_YOUR INSTRUCTIONS_
When you come to a picture, pass over it, and set down the entries below exactly.

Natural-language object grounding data
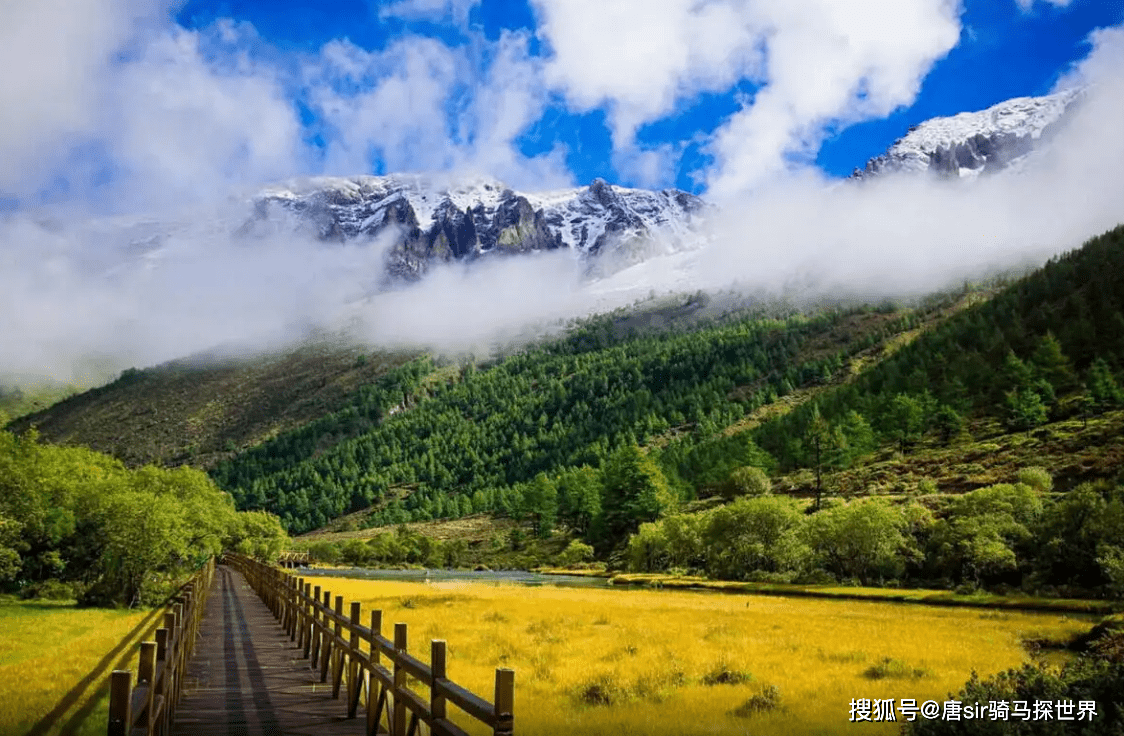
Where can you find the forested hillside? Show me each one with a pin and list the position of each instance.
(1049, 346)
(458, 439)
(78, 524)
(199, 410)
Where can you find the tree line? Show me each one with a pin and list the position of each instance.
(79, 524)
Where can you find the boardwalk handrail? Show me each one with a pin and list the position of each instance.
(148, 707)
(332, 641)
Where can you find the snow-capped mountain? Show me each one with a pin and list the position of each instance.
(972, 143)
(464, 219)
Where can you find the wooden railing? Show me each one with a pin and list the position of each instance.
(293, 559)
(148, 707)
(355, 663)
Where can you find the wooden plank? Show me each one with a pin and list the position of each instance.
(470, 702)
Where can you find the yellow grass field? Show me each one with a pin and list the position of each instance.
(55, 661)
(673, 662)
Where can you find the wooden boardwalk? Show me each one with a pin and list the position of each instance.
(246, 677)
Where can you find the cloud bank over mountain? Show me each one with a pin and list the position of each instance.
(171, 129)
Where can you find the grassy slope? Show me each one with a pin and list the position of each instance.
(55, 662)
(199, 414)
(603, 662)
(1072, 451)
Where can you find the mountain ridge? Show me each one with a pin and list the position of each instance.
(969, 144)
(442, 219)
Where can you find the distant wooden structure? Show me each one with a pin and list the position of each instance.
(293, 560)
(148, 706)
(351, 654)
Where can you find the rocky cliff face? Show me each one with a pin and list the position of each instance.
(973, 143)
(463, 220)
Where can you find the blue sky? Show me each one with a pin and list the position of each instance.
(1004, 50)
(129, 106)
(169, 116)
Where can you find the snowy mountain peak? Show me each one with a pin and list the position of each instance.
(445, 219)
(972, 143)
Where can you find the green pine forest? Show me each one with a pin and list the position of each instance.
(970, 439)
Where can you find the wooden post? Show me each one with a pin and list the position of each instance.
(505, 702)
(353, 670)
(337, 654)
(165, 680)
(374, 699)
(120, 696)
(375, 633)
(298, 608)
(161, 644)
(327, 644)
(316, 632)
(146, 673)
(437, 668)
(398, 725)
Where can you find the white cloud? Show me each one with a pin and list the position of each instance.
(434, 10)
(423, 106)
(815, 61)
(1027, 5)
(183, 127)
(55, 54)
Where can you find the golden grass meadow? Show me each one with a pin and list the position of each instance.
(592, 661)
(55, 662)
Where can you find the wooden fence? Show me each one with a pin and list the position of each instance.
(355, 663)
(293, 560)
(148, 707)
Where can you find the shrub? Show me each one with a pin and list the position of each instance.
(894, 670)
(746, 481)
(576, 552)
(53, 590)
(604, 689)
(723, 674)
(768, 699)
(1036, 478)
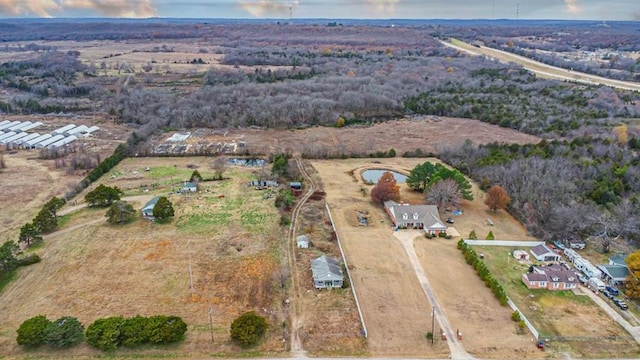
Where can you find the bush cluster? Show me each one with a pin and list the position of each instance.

_OUTPUT_
Where can you find the forested hillside? Show me each one with a pin and list the position of each instance.
(1049, 346)
(458, 439)
(78, 524)
(199, 410)
Where can you find the tree line? Show me each one with a pin and list the position of each instance.
(79, 524)
Where can you find the boardwalk handrail? Show me each one with a pin and list the position of each instance.
(148, 707)
(332, 641)
Where can you find the snow-capped mountain? Show me each one with a pin and list the position of each instance.
(972, 143)
(464, 219)
Where can you find the wooden railing? Show me each one with a pin and list the position of each instance.
(293, 559)
(148, 707)
(355, 663)
Where can you find the wooden plank? Show me each one with a pin and list the position of each instance.
(470, 702)
Where can you find the yellow grass field? Show me each one with a pin and list the position of each instance.
(55, 661)
(673, 662)
Where can you find the wooden boardwalk? Show me each one with a pin and list the position of each instance.
(246, 677)
Where can you find the cloud bank over mountain? Show me each one with a pin and list the position of each instance.
(171, 129)
Where can you find the grassy slope? Show me each one with a pin and list the position of each instance.
(55, 662)
(199, 414)
(603, 662)
(1072, 451)
Where can you find the mountain ridge? Show me each one with a pin and list the position of each instance.
(969, 144)
(442, 219)
Where can you find the distant wooden structure? Show me each one with a pin and list the position of each instance.
(293, 560)
(148, 706)
(351, 654)
Where can you find the rocky cliff face? Show me each one with a pin and list the position of each instance.
(973, 143)
(463, 220)
Where can you find the blue sky? Show me each one with a pin and list the position of each instance.
(1004, 50)
(129, 106)
(169, 116)
Where can you find the snowy mountain peak? Show me each one with a pin and list the position of each instance.
(445, 219)
(972, 143)
Where can you find the green pine forest? Show me each one with a pin and list the position of each instance.
(970, 439)
Where can you find the wooden post? Show me each one with a pin and list the position of each instance.
(505, 702)
(353, 670)
(337, 654)
(165, 680)
(374, 699)
(120, 696)
(375, 633)
(298, 608)
(161, 644)
(327, 644)
(316, 632)
(146, 673)
(437, 668)
(398, 725)
Where can you find the white cloud? Show me each one with a pin and list the position of each instance.
(434, 10)
(423, 106)
(815, 61)
(1027, 5)
(183, 127)
(55, 54)
Where can you find the golden grass meadow? Show me each one with a pin and list the position of each instance.
(592, 661)
(55, 662)
Where can you find the wooden fence? Show me each one with a pin and list the position of each instance.
(355, 663)
(293, 560)
(148, 707)
Where can you find the shrub? Show me each one with a pin and list the position of each instance.
(894, 670)
(746, 481)
(576, 552)
(53, 590)
(604, 689)
(723, 674)
(768, 699)
(1036, 478)
Where can you find the bush cluster? Show me each one with a pin and list the position of each instance.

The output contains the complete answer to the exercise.